小练习
请把这篇介绍Transformer的文章从“self.embed = nn.Embedding(vocab_size, d_model)”到“(batch_size, seq_length, d_model)”的部分重新写出,并将其中的“seq_length”替换成“seq_len”。

文档片段
引言
这是从Transformer到LLM(大语言模型)系列的第一篇文章,几乎所有的大语言模型都是基于Transformer结构,因此本文回顾一下Transformer的原理与实现细节,包括分词算法BPE的实现。最终利用从零实现的Transformer模型进行英中翻译。
本文主要介绍Transformer中用到的子词分词算法BPE,在文章的最后你会自己实现一个BPE算法。
下篇文章介绍Transformer的核心模块——多头注意力以及位置编码的实现。
Transformer模型
Transformer模型如上图所示,它也属于编码器-解码器架构,左边是编码器,右边是解码器。它们都由N个Transformer Block(块)组成。编码器的输出作为解码器多头注意力的Key和Value,Query来自解码器输入经过掩码多头注意力后的结果。
主要涉及以下几个模块:
-
嵌入表示(Input/Output Embedding) 将每个标记(token)转换为对应的向量表示。
-
位置编码(Positional Encoding) 由于没有时序信息,需要额外加入位置编码。
-
多头注意力(Multi-Head Attention) 利用注意力机制对输入进行交互,得到具有上下文信息的表示。根据其所处的位置有不同的变种:邻接解码器嵌入位置是掩码多头注意力,特点是当前位置只能注意本身以及之前位置的信息;掩码多头注意力紧接的多头注意力特点是Key和Value来自编码器的输出,而Query来自底层的输出,目的是在计算输出时考虑输入信息。
-
层归一化(Layer Normalization) 作用于Transformer块内部子层的输出表示上,对表示序列进行层归一化。
-
残差连接(Residual connection) 作用于Transformer块内部子层输入和输出上,对其输入和输出进行求和。
-
位置感知前馈网络(Position-wise Feedforward Network) 通过多层全连接网络对表示序列进行非线性变换,提升模型的表达能力。
下面依次介绍各模块的功能和实现。
嵌入表示
对于输入文本序列,首先要进行分词,而Transformer所采用的分词算法为更能解决OOV(Out of Vocabulary)问题的子词分词算法——BPE(Byte Pair Encoding)。分词之后得到子词标记,当成我们常用的标记使用,来构建词表。最后基于词表大小创建一个对应的嵌入层。
嵌入层的实现如下:
class Embedding(nn.Module):
def __init__(self, vocab_size: int, d_model: int) -> None:
"""
Args:
vocab_size (int): size of vocabulary
d_model (int): dimension of embeddings
"""
super().__init__()
self.embed = nn.Embedding(vocab_size, d_model)
self.sqrt_d_model = math.sqrt(d_model)
def forward(self, x: Tensor) -> Tensor:
"""
Args:
x (Tensor): (batch_size, seq_length)
Returns:
Tensor: (batch_size, seq_length, d_model)
"""
# multiply embedding values by the square root of the embedding dimension
return self.embed(x) * self.sqrt_d_model
vocab_size是词表大小;d_model是嵌入层的维度,如原始论文所说,会用嵌入结果与
d
model
\sqrt{\text{d}_{\text{model}}}
dmodel相乘。
我们重点来看BPE分词算法的实现。

给定数据

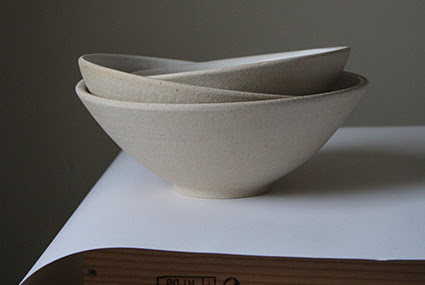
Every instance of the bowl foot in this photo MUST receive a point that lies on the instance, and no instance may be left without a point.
(223, 194)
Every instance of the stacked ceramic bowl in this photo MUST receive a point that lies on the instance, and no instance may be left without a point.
(225, 128)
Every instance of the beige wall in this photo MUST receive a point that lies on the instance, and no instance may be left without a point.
(53, 152)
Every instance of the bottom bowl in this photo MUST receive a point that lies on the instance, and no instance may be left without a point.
(226, 150)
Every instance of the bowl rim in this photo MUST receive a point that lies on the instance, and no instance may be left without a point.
(84, 94)
(314, 53)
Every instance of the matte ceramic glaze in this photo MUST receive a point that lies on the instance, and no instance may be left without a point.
(225, 150)
(239, 79)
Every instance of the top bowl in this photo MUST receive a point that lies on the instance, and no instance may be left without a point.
(241, 79)
(226, 150)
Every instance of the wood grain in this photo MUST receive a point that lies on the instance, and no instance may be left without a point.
(136, 266)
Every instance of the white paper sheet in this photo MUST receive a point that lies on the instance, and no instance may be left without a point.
(362, 196)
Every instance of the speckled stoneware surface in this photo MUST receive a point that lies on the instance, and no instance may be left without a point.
(225, 150)
(240, 79)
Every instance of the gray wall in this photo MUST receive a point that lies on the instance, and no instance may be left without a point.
(53, 151)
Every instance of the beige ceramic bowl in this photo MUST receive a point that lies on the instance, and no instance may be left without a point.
(240, 79)
(225, 150)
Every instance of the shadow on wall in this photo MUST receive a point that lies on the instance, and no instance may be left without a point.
(348, 171)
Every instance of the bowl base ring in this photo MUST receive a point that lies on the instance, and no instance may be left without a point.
(222, 194)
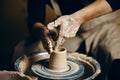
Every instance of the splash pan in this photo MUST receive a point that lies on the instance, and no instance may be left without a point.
(81, 67)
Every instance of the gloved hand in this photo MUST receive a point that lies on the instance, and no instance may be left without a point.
(68, 28)
(13, 75)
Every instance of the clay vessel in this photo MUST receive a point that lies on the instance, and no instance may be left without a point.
(58, 60)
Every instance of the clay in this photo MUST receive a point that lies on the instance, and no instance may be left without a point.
(58, 60)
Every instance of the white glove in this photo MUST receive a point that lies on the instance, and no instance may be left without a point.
(68, 26)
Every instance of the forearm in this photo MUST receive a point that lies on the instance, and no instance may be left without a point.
(96, 9)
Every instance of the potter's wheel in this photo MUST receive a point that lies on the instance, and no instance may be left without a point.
(88, 68)
(76, 70)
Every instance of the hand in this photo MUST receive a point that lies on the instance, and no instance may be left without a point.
(13, 75)
(68, 26)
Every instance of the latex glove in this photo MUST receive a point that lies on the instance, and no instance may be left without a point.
(68, 26)
(12, 75)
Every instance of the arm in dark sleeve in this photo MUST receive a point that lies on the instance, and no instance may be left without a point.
(115, 4)
(36, 13)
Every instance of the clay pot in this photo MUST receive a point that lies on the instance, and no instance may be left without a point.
(58, 60)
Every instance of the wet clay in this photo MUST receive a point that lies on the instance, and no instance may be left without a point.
(58, 60)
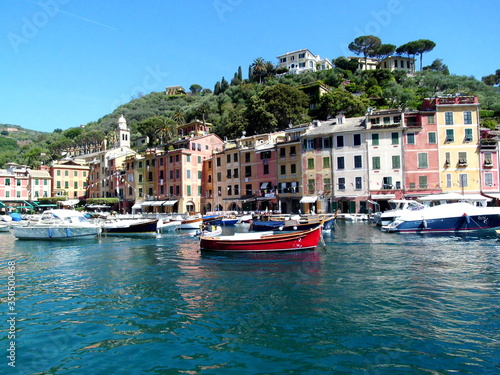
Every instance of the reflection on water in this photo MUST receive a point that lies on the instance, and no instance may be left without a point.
(368, 302)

本题解答
self.embed = nn.Embedding(vocab_size, d_model)
self.sqrt_d_model = math.sqrt(d_model)
def forward(self, x: Tensor) -> Tensor:
"""
Args:
x (Tensor): (batch_size, seq_len)
Returns:
Tensor: (batch_size, seq_len, d_model)